WHAT YOU SHOULD DO: Output the entries verbatim, including every line.

(Items from a data source)
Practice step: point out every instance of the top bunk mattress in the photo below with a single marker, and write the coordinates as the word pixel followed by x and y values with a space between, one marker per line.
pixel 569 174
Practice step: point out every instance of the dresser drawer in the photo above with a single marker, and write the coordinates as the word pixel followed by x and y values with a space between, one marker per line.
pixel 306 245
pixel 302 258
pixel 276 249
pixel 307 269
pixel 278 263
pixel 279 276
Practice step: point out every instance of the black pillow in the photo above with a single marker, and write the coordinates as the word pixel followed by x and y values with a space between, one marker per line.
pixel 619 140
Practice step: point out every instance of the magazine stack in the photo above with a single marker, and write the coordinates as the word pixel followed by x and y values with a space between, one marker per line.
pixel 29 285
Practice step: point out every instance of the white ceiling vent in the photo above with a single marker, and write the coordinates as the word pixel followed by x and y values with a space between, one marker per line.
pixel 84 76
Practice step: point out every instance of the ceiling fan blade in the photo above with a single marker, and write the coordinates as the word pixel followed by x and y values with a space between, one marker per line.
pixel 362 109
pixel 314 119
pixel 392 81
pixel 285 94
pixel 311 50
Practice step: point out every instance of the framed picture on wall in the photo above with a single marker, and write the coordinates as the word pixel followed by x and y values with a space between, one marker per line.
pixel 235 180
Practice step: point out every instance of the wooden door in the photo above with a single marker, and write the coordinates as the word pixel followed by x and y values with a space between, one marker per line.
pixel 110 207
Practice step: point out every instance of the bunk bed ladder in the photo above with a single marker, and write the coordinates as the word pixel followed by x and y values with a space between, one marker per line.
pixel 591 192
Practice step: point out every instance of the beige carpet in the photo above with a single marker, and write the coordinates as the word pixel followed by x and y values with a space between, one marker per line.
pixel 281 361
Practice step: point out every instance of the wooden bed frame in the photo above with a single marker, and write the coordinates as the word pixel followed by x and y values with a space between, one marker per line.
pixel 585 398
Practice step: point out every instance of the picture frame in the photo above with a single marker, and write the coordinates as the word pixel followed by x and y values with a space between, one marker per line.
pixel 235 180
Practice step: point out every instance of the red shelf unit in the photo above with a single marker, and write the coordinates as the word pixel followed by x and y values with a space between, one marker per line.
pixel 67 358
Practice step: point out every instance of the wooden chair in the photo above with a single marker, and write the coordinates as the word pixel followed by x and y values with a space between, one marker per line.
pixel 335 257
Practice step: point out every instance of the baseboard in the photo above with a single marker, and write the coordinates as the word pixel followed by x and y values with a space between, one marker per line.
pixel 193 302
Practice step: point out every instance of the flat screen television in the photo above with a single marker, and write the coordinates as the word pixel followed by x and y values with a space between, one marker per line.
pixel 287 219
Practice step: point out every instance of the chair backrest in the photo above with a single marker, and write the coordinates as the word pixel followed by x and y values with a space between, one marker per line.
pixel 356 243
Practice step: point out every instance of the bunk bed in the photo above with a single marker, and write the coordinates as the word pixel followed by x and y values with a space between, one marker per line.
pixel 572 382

SOLUTION FOR THIS PROBLEM:
Practice step: point out every instance of the top bunk mattress in the photo below with a single marker, and write the coordinates as the word pixel followed by x and y values with a space between, one marker per line.
pixel 569 174
Practice step: point out every instance of the dresser drawer in the photo above with a single marker, and write the coordinates as the word pixel followed by x and y values with a space between, one marker per line.
pixel 306 245
pixel 302 258
pixel 276 249
pixel 307 269
pixel 278 263
pixel 279 276
Practice step: point out every instance of the black pillow in the photo above with a single marker, and write the coordinates as the word pixel followed by x and y values with a space between, one marker per line.
pixel 619 140
Practice step: point out every instance of the magazine stack in the photo above with a single marker, and write the coordinates as the word pixel followed by x and y values with a space between, one marker per line.
pixel 29 285
Practice step: point out every instance of the white ceiling vent in the photo above with a single marker, and write the coordinates as the word pixel followed by x and y values with a space between, one marker per line.
pixel 84 76
Practice step: point out every instance of the ceiling fan blade in the photo above with a single marker, and write the coordinates as the word pixel followed by x and y values with a space between, one marker per line.
pixel 362 109
pixel 314 119
pixel 392 81
pixel 285 94
pixel 311 50
Practice step: point out every instance of the framed picture on wall in the photo above with a single marker, and write the coordinates as the word pixel followed by x and y values with a space between, one marker per line.
pixel 235 180
Practice step: point out every instance of the wooden door in the photo above with a single marker, and write the coordinates as the word pixel followed by x and y values with a space between, one marker per line.
pixel 110 207
Practice step: point out every instance of the bunk bed ladder in the photo above with a single marker, and write the coordinates as the word pixel followed by x and y values with a space between, one marker per line.
pixel 591 192
Practice step: point out every instance of the beige carpet in the photo above with a single marker, and write the coordinates as the word pixel followed by x and y values with a space between, one marker per line.
pixel 281 361
Practice step: point out every instance of the wooden bed frame in the photo above with a single marker, and write the coordinates as the word pixel followed by x and y values with a space between, one marker per line.
pixel 585 398
Practice step: point out every instance of the picture frame in the photo above with a single marker, and write the coordinates as the word pixel followed by x and y values with a space between, one marker per line.
pixel 235 180
Practice step: point out every instance of the red shelf unit in the photo above with a single marker, and write the coordinates as the word pixel followed by x and y values with a space between, one marker per line.
pixel 67 358
Practice step: point out every instance of the wooden chair in the photo above with a single marker, and write the coordinates as the word pixel followed by x and y values with a space between, one marker per line.
pixel 335 257
Practice step: point out every instance of the baseboard in the photo above with a single marker, and write the coordinates as the word pixel followed by x and y values with a space between, one marker per line.
pixel 193 302
Practice step: point out every instance of the flat screen television in the photo above with a single marker, and write the coordinates as the word pixel followed by x and y values with a space between, one marker per line.
pixel 287 219
Practice step: point out every instance of the chair backrest in the photo above with a single marker, and write the coordinates as the word pixel followed by x and y values with a space between, one marker per line.
pixel 356 243
Practice step: point out every instance of the bunk bed in the photo above with a single marker, and write the coordinates as the word pixel followed by x and y values with a space between, one marker per line.
pixel 572 382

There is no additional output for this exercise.